> **Your goal**
Return only the lines from the one containing "Identify every kitchen" to the end of the entries below, exactly as written, both ends included.

> **Supplied data**

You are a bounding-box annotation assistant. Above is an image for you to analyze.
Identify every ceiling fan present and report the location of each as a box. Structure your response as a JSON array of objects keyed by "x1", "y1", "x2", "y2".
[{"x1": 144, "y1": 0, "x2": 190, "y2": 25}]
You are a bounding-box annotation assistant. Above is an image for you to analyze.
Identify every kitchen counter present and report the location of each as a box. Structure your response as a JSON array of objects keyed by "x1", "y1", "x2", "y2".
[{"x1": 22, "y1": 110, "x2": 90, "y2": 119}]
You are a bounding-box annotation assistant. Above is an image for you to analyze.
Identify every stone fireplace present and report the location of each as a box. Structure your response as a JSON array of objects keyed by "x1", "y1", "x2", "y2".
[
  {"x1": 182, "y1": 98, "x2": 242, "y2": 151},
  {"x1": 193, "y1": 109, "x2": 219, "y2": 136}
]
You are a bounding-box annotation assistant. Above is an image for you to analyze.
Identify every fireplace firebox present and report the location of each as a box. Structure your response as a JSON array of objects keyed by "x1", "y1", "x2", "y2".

> **Exercise response**
Identify every kitchen counter present and report the location of each as a box. Structure your response as a JSON array of objects keyed by "x1", "y1", "x2", "y2".
[{"x1": 22, "y1": 110, "x2": 90, "y2": 119}]
You are a bounding-box annotation assistant. Above is an image for you to analyze.
Identify every stone fireplace present and report the location of each as a box. Structure your response as a JSON array of objects keyed by "x1", "y1", "x2", "y2".
[
  {"x1": 182, "y1": 98, "x2": 242, "y2": 151},
  {"x1": 193, "y1": 109, "x2": 219, "y2": 136}
]
You are a bounding-box annotation assistant. Above is an image for you to analyze.
Identify every fireplace firebox present and report the location of each as a box. Structure your response as a JSON array of objects keyed by "x1", "y1", "x2", "y2".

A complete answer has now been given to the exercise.